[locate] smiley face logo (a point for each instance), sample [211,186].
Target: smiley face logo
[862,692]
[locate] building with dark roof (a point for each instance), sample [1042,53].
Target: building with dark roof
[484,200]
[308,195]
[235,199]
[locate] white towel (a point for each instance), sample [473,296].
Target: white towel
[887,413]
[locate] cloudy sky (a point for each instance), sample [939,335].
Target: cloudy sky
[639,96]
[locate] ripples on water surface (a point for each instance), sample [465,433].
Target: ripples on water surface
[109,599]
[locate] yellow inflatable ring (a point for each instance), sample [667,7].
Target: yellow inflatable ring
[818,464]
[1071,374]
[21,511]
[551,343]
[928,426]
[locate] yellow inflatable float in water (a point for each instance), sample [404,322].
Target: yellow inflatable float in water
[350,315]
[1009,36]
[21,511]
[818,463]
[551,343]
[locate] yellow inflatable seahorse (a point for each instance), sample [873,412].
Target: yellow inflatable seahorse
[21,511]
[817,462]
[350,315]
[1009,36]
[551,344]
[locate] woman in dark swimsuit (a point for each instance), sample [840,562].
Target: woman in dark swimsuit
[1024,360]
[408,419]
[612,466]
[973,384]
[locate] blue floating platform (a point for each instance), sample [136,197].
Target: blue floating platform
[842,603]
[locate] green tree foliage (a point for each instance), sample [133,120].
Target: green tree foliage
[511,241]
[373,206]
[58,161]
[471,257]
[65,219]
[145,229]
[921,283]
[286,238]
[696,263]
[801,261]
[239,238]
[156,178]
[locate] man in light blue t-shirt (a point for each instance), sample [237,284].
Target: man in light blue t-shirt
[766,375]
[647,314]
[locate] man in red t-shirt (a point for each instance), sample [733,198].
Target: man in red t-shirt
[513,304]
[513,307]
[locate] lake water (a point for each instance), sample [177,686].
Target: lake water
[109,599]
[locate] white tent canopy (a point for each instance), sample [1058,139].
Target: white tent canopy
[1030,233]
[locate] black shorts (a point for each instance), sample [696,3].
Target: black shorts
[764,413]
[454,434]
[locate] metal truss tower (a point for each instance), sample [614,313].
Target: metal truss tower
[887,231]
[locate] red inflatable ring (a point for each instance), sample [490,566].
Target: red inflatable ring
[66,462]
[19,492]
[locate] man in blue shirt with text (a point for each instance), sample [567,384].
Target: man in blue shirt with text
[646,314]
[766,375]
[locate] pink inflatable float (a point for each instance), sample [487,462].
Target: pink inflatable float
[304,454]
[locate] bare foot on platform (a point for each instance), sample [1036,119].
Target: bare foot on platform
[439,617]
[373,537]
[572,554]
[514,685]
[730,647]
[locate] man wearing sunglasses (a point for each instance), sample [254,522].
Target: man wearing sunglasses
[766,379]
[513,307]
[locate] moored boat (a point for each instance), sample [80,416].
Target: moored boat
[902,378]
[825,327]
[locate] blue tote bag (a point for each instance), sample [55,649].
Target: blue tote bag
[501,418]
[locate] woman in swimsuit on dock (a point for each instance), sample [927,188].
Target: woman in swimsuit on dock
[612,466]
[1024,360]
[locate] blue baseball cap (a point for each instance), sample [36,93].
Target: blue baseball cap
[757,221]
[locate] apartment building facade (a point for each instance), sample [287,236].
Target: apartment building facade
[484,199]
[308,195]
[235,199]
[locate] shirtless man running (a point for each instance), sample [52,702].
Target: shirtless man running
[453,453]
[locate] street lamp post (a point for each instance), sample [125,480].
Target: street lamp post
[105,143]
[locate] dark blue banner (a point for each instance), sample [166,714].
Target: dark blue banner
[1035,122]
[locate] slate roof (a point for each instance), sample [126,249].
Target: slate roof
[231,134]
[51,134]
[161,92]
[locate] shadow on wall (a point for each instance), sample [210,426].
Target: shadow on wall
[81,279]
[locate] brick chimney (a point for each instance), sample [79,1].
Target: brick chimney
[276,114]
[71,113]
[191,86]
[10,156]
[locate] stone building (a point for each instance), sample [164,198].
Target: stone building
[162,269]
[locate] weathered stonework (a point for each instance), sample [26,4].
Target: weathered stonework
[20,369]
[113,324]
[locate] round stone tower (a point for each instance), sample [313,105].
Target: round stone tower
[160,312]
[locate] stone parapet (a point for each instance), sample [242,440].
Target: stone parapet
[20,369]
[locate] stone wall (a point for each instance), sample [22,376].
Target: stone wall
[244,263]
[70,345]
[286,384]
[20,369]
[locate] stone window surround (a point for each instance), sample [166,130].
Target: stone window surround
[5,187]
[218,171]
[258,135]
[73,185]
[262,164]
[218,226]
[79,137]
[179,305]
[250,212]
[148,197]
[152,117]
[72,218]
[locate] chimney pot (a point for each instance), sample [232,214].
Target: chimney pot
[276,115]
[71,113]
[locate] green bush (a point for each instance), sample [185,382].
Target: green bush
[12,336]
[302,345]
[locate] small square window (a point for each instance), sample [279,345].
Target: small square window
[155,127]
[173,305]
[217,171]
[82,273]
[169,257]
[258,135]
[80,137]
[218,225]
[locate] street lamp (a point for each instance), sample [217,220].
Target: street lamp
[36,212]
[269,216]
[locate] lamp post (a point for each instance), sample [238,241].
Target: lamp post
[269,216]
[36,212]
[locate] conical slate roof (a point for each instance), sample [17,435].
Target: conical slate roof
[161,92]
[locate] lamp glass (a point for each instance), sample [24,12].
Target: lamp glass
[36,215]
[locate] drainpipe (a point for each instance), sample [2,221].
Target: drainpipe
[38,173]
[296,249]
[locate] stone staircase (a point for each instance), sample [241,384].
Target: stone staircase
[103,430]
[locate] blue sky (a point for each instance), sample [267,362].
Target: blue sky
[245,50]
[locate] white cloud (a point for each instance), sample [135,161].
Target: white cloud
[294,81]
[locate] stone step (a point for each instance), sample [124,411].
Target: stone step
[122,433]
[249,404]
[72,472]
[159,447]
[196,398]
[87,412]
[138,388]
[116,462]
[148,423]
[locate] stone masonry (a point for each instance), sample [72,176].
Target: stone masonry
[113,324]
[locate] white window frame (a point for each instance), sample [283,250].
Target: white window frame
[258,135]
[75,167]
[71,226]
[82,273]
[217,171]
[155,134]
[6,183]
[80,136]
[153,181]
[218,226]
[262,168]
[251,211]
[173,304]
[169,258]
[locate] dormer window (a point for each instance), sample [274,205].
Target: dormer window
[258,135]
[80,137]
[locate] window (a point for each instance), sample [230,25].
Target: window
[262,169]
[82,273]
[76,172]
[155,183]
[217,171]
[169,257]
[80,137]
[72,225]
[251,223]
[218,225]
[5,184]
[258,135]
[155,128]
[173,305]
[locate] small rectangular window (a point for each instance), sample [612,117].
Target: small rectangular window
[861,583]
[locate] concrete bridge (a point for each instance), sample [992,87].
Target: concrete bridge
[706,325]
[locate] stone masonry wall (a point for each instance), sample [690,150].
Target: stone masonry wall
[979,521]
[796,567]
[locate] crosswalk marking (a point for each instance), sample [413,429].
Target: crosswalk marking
_ _ _
■ **Task goal**:
Copy out the material above in its entirety. Every detail must match.

■ **Solution for this problem**:
[locate] smiley face logo (a point for each instance), sample [211,186].
Target: smiley face logo
[862,692]
[locate] building with dark roof (a point for each instance), sample [1042,53].
Target: building with dark roof
[484,200]
[308,195]
[235,199]
[locate] white towel (a point for each instance), sample [473,296].
Target: white towel
[887,413]
[locate] cloudy sky (a point for each instance), sample [939,335].
Target: cloudy sky
[639,96]
[locate] ripples on water surface (a point for each instance), sample [465,433].
Target: ripples on water surface
[109,599]
[locate] yellow inflatable ring (a point for each instance), sample [667,7].
Target: yellow inflatable ring
[818,464]
[1071,374]
[21,511]
[551,343]
[928,426]
[locate] yellow inflatable float in water (a point for each instance), sample [404,322].
Target: yellow inflatable float in water
[350,315]
[1009,36]
[21,511]
[818,463]
[551,343]
[locate] yellow inflatable seahorse (a point for each instance), sample [873,412].
Target: yellow inflatable seahorse
[21,511]
[817,462]
[350,315]
[1009,36]
[551,344]
[locate] woman in dark swimsuit (a point for each instance), sample [840,562].
Target: woman in dark swimsuit
[1024,360]
[408,419]
[612,466]
[973,384]
[locate] blue floating platform (a point for each instance), sample [136,197].
Target: blue floating platform
[842,603]
[locate] green tree foliage (a point for each instance), sample [133,120].
Target: green tree foliage
[511,241]
[373,206]
[58,161]
[471,257]
[65,219]
[145,229]
[921,283]
[286,238]
[696,263]
[801,261]
[239,238]
[156,178]
[locate] man in light blue t-shirt (a point for each instance), sample [237,284].
Target: man in light blue t-shirt
[766,375]
[647,314]
[locate] man in red t-shirt (a point for each instance), sample [733,198].
Target: man in red t-shirt
[513,304]
[513,307]
[locate] lake water (a point for each instance), sample [177,686].
Target: lake water
[109,599]
[locate] white tent canopy (a point for each instance), sample [1058,139].
Target: white tent canopy
[1030,233]
[locate] black shorts (a point for each instance), sample [696,3].
Target: black shorts
[764,413]
[454,434]
[locate] metal truss tower (a point for each instance), sample [614,313].
Target: metal truss tower
[887,231]
[locate] red inflatable ring (a point for each instance), sample [490,566].
Target: red inflatable ring
[66,462]
[19,492]
[locate] man in blue shirt with text (a point for each instance), sample [567,384].
Target: man in blue shirt with text
[646,314]
[766,375]
[locate] pink inflatable float (a point for each instance), sample [487,462].
Target: pink inflatable float
[304,454]
[locate] bare foot on platform (a point for each instance), sample [1036,119].
Target: bare foot on platform
[439,617]
[373,537]
[572,554]
[514,685]
[730,647]
[locate] man wearing sunglasses (a point for each instance), sample [254,522].
Target: man wearing sunglasses
[766,379]
[513,307]
[locate] moored boat (a point for each instance), sample [80,416].
Target: moored boat
[902,378]
[825,327]
[locate] blue tote bag (a point for each instance), sample [55,649].
Target: blue tote bag
[501,418]
[locate] woman in swimsuit on dock (a point for each instance), sample [927,188].
Target: woman in swimsuit on dock
[612,466]
[1024,360]
[locate] blue baseball cap (a point for each instance), sample [36,93].
Target: blue baseball cap
[757,221]
[locate] apartment building facade (a point for each instance), sample [287,236].
Target: apartment building facade
[484,199]
[308,195]
[235,199]
[locate] shirtless man running (a point for each instance), sample [52,702].
Target: shirtless man running
[453,453]
[locate] street lamp post (a point for each instance), sample [125,480].
Target: street lamp post
[105,143]
[locate] dark blue banner (a point for each instance), sample [166,714].
Target: dark blue banner
[1035,122]
[locate] slate roof (a point for each instance), sample [126,249].
Target: slate roof
[231,134]
[51,134]
[161,92]
[locate] shadow on wall (a point for each instance), sample [210,426].
Target: shadow on wall
[81,279]
[locate] brick chimney (a point for each instance), sample [79,1].
Target: brick chimney
[276,114]
[71,113]
[191,86]
[10,156]
[locate] stone building (a point for each instance), sample [164,198].
Target: stone building
[162,269]
[locate] weathered stonework (a point for each instance), sample [26,4].
Target: weathered stonework
[20,369]
[113,324]
[locate] round stone tower (a point for each instance), sample [313,105].
Target: round stone tower
[160,312]
[locate] stone parapet (a point for each instance), sample [242,440].
Target: stone parapet
[20,369]
[locate] stone wall (a point for each instance), sample [22,376].
Target: stone wall
[244,263]
[70,345]
[286,384]
[20,369]
[locate] stone window surround (a point for each instance), sample [166,130].
Target: stone window surround
[5,187]
[218,171]
[258,135]
[73,185]
[262,164]
[218,226]
[79,137]
[179,305]
[250,212]
[148,197]
[152,117]
[72,218]
[locate] chimney pot (a point for each instance), sample [232,214].
Target: chimney pot
[276,115]
[71,113]
[locate] green bush (a point for each instance), sample [185,382].
Target: green bush
[12,336]
[302,345]
[locate] small square window (a point for each instance), sample [279,345].
Target: small square window
[155,127]
[173,305]
[217,171]
[82,273]
[169,257]
[258,135]
[80,137]
[218,225]
[locate] street lamp (a point for each instance), sample [217,220].
Target: street lamp
[36,212]
[269,216]
[locate] lamp post (a point for each instance), sample [238,241].
Target: lamp post
[269,216]
[36,212]
[locate] conical slate roof (a point for each instance), sample [17,435].
Target: conical slate roof
[161,92]
[locate] lamp glass (a point for each instance), sample [24,12].
Target: lamp glass
[36,215]
[locate] drainpipe (a point for each instance), sample [2,221].
Target: drainpipe
[38,173]
[296,249]
[locate] stone staircase (a point for each instance), sample [241,384].
Target: stone staircase
[103,430]
[locate] blue sky (a point for each instance), sample [267,362].
Target: blue sky
[245,50]
[locate] white cloud (a point for each instance), sample [135,161].
Target: white cloud
[294,81]
[locate] stone step (a point for each instance), sample [124,411].
Target: stone step
[122,433]
[249,404]
[72,472]
[159,447]
[196,398]
[87,412]
[138,388]
[116,462]
[148,423]
[locate] stone masonry (a point for each instance), sample [72,176].
Target: stone masonry
[113,324]
[locate] white window frame (a point for each instance), sample [283,250].
Target: white window frame
[258,135]
[75,167]
[71,226]
[82,273]
[217,171]
[155,134]
[6,183]
[80,136]
[153,181]
[218,226]
[262,168]
[251,211]
[173,304]
[169,258]
[locate] dormer window (a point for each instance), sample [274,205].
Target: dormer window
[258,135]
[80,137]
[locate] window (a point for each instance), sample [230,25].
Target: window
[262,169]
[82,273]
[76,172]
[155,183]
[217,171]
[169,257]
[80,137]
[72,225]
[251,223]
[218,225]
[5,184]
[258,135]
[155,128]
[173,305]
[locate] small rectangular window (a point for each instance), sample [612,117].
Target: small rectangular window
[861,583]
[locate] concrete bridge (a point for each instance), sample [992,87].
Target: concrete bridge
[706,325]
[locate] stone masonry wall (a point for each instance), sample [690,150].
Target: stone masonry wall
[979,521]
[796,567]
[locate] crosswalk marking (a point for each instance), sample [413,429].
Target: crosswalk marking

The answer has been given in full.